> INSTRUCTIONS FOR THE TASK: Skip every line before the one containing "Exercise. Point out every instance of the scattered debris", then copy that line and the rest of the entries below exactly, through the last line.
[[ MATERIAL SHOWN, beginning ]]
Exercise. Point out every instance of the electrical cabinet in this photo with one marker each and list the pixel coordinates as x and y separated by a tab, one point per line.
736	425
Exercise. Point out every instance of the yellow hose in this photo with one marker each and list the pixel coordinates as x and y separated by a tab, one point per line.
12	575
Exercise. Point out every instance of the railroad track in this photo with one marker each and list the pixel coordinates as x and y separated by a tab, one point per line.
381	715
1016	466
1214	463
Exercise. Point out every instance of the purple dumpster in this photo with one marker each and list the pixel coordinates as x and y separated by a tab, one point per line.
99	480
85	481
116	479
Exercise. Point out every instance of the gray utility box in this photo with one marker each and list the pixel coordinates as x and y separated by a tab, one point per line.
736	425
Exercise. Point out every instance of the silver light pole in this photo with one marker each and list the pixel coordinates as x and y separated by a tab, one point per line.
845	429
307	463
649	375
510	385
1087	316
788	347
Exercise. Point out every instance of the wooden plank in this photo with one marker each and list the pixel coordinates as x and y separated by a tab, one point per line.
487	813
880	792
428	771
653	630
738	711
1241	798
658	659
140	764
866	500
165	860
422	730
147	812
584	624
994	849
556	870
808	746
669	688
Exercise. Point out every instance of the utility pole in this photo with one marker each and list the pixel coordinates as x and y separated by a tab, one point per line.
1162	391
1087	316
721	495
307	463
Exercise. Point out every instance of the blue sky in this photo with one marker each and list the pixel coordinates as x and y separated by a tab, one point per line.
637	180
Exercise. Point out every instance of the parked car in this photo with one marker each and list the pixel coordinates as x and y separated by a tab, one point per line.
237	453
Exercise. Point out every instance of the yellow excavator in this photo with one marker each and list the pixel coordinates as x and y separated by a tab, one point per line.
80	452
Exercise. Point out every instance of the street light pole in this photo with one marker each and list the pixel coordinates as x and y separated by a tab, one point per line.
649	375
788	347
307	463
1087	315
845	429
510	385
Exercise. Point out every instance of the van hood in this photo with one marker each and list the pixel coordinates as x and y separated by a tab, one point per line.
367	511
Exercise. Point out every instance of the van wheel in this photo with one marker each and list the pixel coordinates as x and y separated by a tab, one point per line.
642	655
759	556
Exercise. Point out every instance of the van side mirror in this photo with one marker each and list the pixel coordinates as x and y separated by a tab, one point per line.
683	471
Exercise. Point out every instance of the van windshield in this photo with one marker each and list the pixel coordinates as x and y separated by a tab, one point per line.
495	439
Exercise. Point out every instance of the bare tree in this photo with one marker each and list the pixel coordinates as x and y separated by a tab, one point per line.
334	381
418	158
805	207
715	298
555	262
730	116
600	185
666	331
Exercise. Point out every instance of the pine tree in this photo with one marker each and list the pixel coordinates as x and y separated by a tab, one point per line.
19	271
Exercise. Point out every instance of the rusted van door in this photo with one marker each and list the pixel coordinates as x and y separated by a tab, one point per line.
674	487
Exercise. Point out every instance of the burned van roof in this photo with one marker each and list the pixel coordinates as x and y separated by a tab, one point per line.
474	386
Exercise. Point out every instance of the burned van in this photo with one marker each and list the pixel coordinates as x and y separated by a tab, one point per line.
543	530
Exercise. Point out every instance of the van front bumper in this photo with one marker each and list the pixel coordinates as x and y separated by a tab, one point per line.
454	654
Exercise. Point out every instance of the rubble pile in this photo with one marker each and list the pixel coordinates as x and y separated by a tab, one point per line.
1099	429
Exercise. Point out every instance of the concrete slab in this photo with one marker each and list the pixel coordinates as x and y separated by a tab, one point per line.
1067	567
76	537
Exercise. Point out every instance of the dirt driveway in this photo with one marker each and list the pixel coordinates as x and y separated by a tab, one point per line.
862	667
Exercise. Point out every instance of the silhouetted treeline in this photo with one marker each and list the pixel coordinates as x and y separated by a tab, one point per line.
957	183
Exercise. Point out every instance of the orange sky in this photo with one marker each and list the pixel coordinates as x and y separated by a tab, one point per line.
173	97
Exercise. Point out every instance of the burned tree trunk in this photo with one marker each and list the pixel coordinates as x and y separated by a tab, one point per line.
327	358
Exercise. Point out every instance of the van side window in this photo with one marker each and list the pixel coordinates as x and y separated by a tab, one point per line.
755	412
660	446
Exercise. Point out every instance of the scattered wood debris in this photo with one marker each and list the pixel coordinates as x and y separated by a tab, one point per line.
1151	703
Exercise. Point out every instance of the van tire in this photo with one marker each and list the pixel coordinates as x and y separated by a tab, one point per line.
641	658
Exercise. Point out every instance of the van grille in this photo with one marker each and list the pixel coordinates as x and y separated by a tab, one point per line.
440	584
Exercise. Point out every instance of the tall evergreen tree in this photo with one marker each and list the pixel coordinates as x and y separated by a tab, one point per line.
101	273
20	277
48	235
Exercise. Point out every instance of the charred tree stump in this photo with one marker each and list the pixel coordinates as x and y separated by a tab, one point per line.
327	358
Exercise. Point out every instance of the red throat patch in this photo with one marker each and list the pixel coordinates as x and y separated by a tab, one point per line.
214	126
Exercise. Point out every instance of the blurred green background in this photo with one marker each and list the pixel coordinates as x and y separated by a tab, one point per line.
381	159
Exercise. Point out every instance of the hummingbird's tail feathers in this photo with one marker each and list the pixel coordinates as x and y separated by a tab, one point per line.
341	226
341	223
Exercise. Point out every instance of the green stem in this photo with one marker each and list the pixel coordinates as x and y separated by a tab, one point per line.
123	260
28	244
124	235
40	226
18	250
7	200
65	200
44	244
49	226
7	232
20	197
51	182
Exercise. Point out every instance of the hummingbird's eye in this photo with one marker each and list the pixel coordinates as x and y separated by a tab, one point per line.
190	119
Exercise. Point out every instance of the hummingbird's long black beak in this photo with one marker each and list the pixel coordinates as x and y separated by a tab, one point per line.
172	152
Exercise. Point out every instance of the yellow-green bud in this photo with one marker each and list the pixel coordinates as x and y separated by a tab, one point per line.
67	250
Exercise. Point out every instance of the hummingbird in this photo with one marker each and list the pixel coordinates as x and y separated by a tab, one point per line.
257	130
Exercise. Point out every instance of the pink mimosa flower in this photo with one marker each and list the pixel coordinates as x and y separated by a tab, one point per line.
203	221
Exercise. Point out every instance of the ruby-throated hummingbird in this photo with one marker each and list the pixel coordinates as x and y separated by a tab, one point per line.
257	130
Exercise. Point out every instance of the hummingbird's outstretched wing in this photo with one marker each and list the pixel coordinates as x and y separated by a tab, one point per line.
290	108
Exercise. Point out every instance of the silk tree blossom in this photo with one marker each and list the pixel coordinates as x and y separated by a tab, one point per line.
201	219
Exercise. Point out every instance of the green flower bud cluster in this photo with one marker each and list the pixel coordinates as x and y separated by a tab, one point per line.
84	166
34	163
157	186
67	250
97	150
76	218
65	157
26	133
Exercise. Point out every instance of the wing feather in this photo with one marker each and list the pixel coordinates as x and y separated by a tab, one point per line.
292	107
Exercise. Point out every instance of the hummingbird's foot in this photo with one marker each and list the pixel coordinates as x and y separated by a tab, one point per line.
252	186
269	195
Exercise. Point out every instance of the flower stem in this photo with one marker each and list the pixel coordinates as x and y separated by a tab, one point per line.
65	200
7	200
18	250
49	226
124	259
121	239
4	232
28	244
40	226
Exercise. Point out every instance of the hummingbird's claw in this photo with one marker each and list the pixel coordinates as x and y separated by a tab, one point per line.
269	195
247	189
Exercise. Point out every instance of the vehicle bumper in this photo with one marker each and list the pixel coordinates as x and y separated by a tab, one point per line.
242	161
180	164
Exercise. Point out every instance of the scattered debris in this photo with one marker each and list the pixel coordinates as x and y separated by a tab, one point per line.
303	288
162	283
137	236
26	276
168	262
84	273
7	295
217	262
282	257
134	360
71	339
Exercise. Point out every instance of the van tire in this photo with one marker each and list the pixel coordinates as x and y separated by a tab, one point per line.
[[ MATERIAL SHOWN, end ]]
> ANSWER AREA:
Exercise. Point out every instance of the scattered debris in this photo with one marker each and list the pixel coordinates as x and y separated by a tab, one point per line.
303	288
162	283
137	236
26	276
168	262
84	273
7	295
217	262
282	257
134	360
71	339
Exercise. Point out every instance of the van tire in this photo with one marker each and list the pixel coordinates as x and y separated by a tab, one point per line.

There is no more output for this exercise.